**Work instructions**
Beginning with the line containing "In this exercise you will pick out the wooden" and ending with the last line, repeat the records exactly.

** start Records provided **

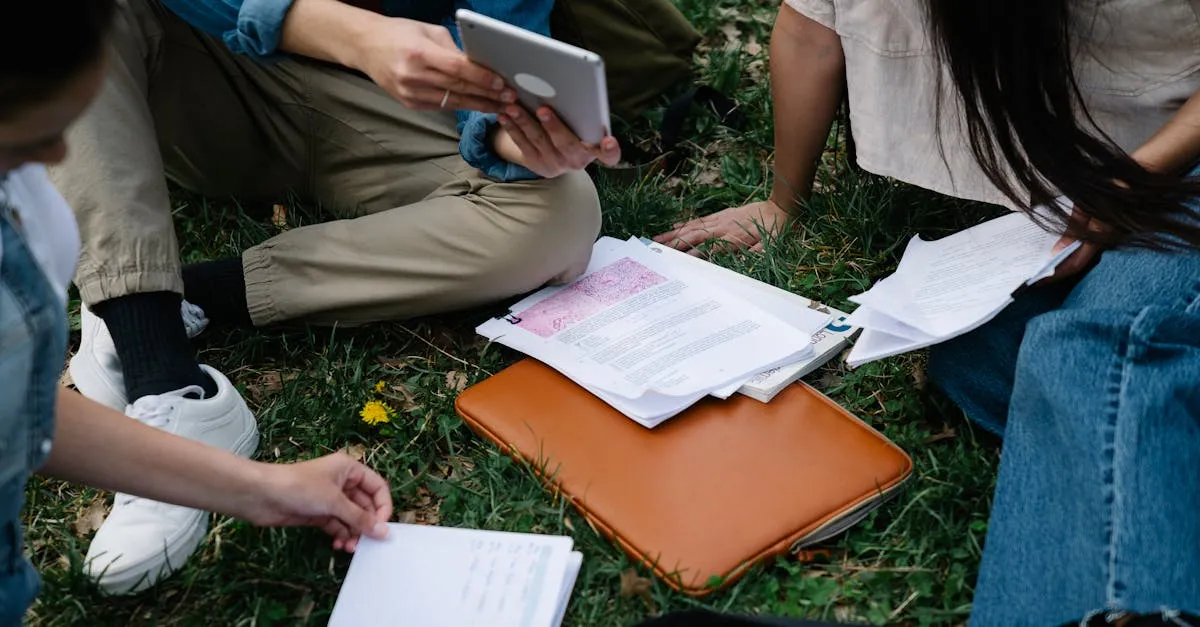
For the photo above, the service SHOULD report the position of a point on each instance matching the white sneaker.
(143, 541)
(96, 369)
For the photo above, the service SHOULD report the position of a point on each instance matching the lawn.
(911, 562)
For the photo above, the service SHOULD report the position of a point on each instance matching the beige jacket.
(1138, 61)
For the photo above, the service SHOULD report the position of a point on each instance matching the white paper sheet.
(634, 324)
(946, 288)
(442, 577)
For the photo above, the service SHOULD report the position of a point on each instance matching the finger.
(534, 132)
(436, 79)
(336, 530)
(690, 239)
(1074, 264)
(431, 99)
(568, 144)
(455, 65)
(610, 151)
(531, 153)
(372, 493)
(358, 519)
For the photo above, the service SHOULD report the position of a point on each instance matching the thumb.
(359, 519)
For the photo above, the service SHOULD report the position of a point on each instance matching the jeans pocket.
(17, 347)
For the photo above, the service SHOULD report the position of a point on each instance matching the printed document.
(442, 577)
(634, 326)
(947, 287)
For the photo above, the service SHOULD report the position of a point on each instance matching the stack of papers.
(651, 336)
(790, 306)
(945, 288)
(441, 577)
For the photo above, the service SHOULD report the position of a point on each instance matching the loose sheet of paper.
(942, 286)
(441, 577)
(631, 326)
(952, 286)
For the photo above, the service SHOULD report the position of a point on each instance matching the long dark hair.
(48, 43)
(1011, 63)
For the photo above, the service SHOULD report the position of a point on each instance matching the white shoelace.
(195, 320)
(155, 411)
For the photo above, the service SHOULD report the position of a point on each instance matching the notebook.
(706, 496)
(443, 577)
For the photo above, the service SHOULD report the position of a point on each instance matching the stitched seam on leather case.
(882, 493)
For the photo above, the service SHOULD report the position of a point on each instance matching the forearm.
(807, 77)
(1176, 145)
(100, 447)
(328, 30)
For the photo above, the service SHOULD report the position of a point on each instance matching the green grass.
(911, 562)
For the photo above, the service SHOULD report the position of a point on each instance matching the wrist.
(361, 30)
(252, 485)
(503, 145)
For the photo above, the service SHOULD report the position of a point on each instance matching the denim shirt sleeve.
(474, 127)
(247, 27)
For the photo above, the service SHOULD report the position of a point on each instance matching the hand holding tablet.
(561, 120)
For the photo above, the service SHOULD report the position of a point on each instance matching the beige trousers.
(418, 230)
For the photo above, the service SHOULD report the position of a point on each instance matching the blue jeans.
(1096, 390)
(33, 345)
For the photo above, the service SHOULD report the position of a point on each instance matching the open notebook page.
(633, 324)
(442, 577)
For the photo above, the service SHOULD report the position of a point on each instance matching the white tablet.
(543, 71)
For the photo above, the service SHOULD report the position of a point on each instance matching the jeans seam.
(1119, 375)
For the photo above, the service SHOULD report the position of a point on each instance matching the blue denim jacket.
(33, 344)
(255, 27)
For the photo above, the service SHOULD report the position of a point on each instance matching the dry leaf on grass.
(732, 34)
(267, 383)
(456, 381)
(829, 380)
(395, 363)
(304, 609)
(635, 585)
(91, 518)
(426, 509)
(357, 452)
(402, 394)
(947, 434)
(918, 377)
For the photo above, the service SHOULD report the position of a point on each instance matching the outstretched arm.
(100, 447)
(807, 77)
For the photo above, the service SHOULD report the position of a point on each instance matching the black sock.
(219, 287)
(156, 354)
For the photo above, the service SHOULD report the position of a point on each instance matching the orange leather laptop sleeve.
(706, 495)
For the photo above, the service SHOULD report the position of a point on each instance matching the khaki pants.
(419, 232)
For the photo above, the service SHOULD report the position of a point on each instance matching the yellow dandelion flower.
(375, 412)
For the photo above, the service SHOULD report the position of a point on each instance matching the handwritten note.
(457, 578)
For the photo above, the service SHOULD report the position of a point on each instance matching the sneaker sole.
(136, 580)
(93, 372)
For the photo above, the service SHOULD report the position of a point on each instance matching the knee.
(558, 222)
(570, 209)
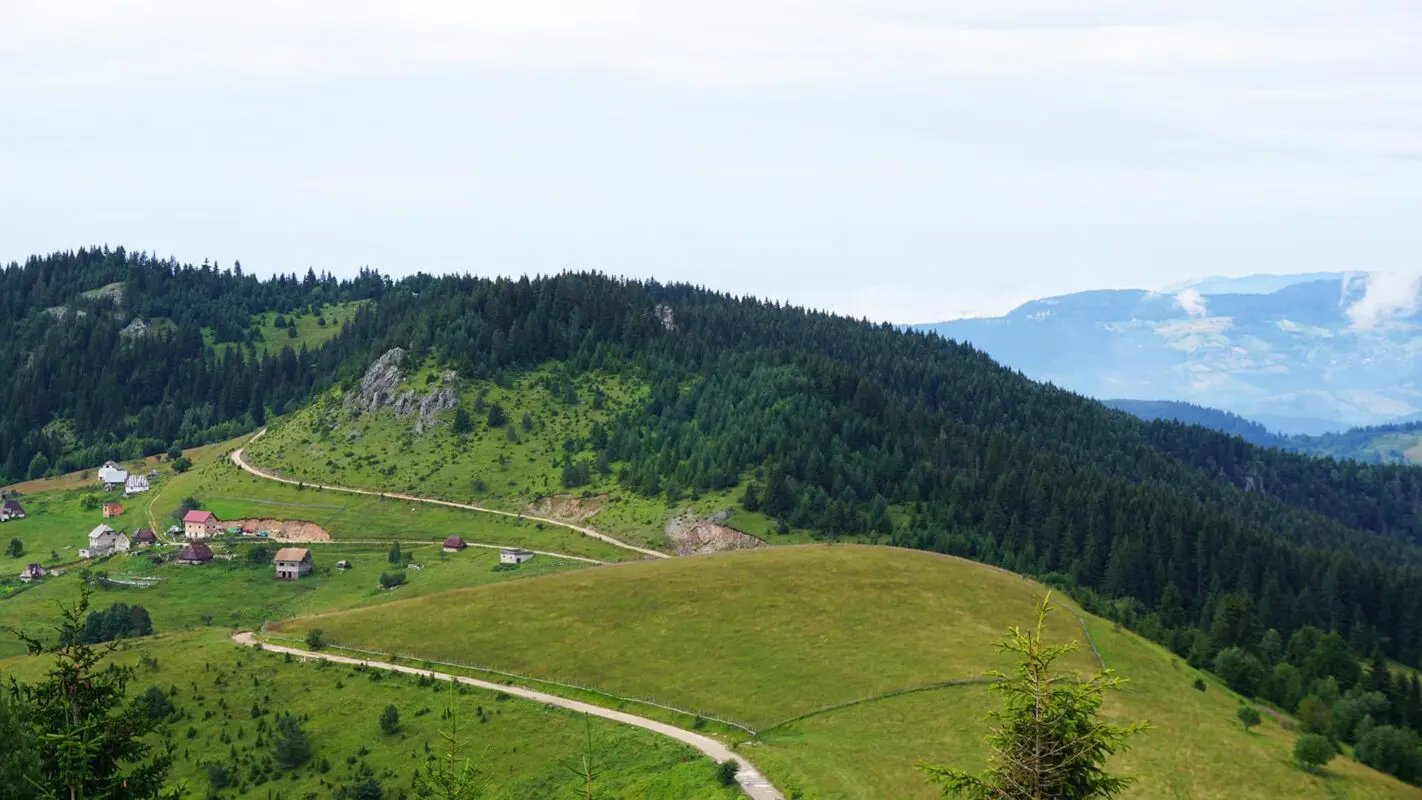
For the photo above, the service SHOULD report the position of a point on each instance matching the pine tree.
(1047, 743)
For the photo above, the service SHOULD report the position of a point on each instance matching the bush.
(1394, 750)
(289, 745)
(1247, 715)
(1313, 750)
(1239, 669)
(725, 772)
(390, 721)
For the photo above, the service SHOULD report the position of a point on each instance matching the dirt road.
(751, 780)
(241, 462)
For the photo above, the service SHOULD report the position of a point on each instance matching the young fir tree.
(451, 776)
(88, 741)
(1047, 743)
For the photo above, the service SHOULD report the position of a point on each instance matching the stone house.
(292, 563)
(201, 525)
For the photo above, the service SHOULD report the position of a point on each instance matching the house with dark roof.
(292, 563)
(195, 553)
(10, 510)
(514, 556)
(201, 525)
(111, 475)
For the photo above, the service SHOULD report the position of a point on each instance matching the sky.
(896, 159)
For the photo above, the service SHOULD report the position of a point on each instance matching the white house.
(111, 476)
(104, 542)
(514, 556)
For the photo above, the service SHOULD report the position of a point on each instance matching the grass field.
(232, 493)
(521, 746)
(239, 594)
(765, 635)
(504, 466)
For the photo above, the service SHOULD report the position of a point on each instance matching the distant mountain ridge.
(1381, 444)
(1307, 357)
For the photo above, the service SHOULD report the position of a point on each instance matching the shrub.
(390, 721)
(725, 772)
(1313, 750)
(1247, 715)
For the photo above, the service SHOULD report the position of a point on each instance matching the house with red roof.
(201, 525)
(195, 553)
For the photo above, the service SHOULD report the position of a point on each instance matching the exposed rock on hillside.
(377, 387)
(378, 390)
(693, 534)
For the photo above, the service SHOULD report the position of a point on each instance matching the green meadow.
(787, 640)
(226, 699)
(505, 466)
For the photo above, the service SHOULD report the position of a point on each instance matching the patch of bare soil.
(693, 534)
(568, 507)
(282, 530)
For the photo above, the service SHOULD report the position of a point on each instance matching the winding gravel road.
(241, 462)
(751, 780)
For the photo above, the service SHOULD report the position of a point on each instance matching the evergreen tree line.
(80, 388)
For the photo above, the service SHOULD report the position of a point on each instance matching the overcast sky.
(900, 159)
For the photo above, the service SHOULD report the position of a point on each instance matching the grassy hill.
(521, 746)
(787, 640)
(552, 418)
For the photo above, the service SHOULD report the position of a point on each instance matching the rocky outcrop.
(377, 387)
(693, 534)
(378, 390)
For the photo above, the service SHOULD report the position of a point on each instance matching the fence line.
(516, 677)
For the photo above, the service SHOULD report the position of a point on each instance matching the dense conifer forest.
(832, 425)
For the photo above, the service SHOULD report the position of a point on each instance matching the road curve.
(751, 780)
(241, 462)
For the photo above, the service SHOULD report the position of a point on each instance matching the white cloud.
(1390, 294)
(1192, 303)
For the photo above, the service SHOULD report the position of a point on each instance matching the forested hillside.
(104, 355)
(831, 425)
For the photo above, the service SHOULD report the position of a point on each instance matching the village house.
(292, 563)
(195, 553)
(104, 542)
(201, 525)
(514, 556)
(111, 475)
(10, 510)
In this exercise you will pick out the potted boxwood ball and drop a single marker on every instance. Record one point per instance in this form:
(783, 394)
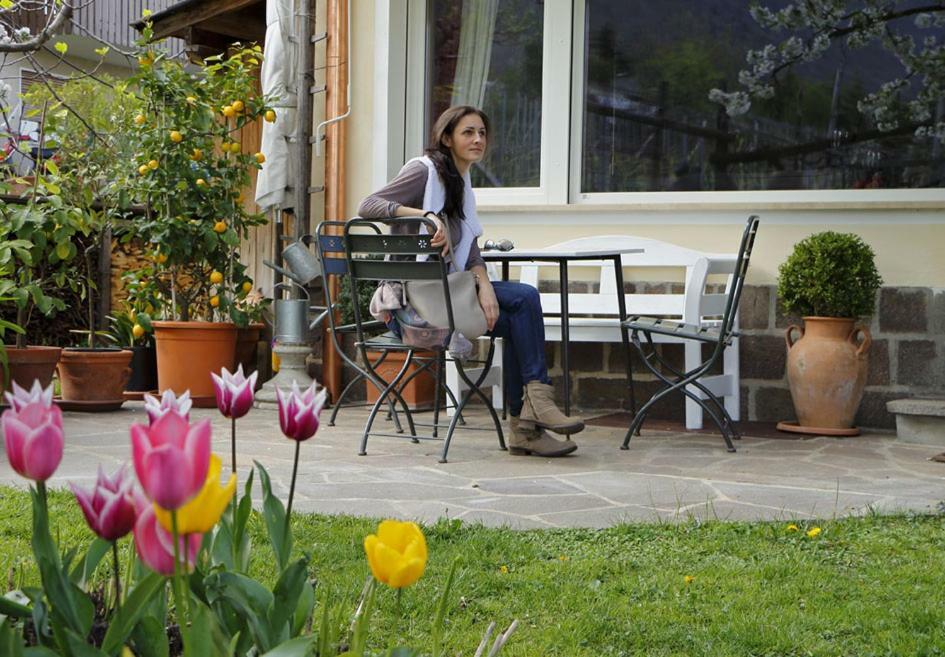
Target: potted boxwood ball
(830, 280)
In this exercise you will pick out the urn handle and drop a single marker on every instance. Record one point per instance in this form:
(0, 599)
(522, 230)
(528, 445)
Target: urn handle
(790, 332)
(864, 345)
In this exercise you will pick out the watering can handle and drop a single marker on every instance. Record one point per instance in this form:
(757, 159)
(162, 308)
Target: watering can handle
(290, 285)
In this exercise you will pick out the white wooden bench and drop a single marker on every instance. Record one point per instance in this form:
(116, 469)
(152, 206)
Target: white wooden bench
(594, 315)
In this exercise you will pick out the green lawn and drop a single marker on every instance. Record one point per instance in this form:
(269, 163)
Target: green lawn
(866, 586)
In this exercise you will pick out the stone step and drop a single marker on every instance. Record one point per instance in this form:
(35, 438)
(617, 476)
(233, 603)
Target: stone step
(919, 420)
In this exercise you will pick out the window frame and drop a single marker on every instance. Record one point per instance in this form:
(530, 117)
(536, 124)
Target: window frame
(562, 113)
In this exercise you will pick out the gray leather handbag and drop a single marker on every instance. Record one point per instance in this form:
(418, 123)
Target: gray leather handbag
(427, 298)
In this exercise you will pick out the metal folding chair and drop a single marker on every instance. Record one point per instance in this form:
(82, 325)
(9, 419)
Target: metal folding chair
(720, 335)
(364, 244)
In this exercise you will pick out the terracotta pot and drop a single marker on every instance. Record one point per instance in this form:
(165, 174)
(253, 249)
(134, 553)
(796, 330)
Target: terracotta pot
(143, 369)
(30, 364)
(94, 374)
(247, 343)
(419, 391)
(826, 370)
(188, 352)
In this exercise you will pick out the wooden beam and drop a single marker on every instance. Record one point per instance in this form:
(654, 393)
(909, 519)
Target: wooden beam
(191, 14)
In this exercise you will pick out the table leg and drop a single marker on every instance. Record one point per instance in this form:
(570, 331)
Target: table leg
(565, 335)
(622, 309)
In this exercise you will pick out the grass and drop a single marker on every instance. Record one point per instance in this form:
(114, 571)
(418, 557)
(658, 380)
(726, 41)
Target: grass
(864, 587)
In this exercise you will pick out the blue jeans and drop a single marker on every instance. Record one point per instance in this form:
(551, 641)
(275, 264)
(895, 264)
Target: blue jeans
(521, 324)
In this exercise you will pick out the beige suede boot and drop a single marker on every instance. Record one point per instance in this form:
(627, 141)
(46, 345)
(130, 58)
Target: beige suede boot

** end Records provided **

**Exercise response**
In this exercise you will pick out the wooden beam and drop a single marker on every instance. Record one point per instance in this form:
(654, 393)
(909, 519)
Target: wooden beam
(191, 14)
In this exercise you will pick out the table leg and drop a single marker on every instance. Record one point per instance in this form:
(570, 331)
Target: table leg
(565, 335)
(622, 309)
In this exercise you will pick out the grass and drop a single marker on every instance. Record one point per instance in this form:
(114, 571)
(418, 557)
(658, 380)
(726, 41)
Target: grass
(864, 587)
In this exercise you will pick out the blue jeans and drop a single marker on every instance. Record one point per instance in this form:
(551, 641)
(275, 264)
(895, 264)
Target: blue jeans
(521, 324)
In this exercise you will pick out the beige suede boot and drop a single marker on every instance. Record one point per instance in this form:
(627, 141)
(46, 345)
(130, 58)
Target: beige suede boot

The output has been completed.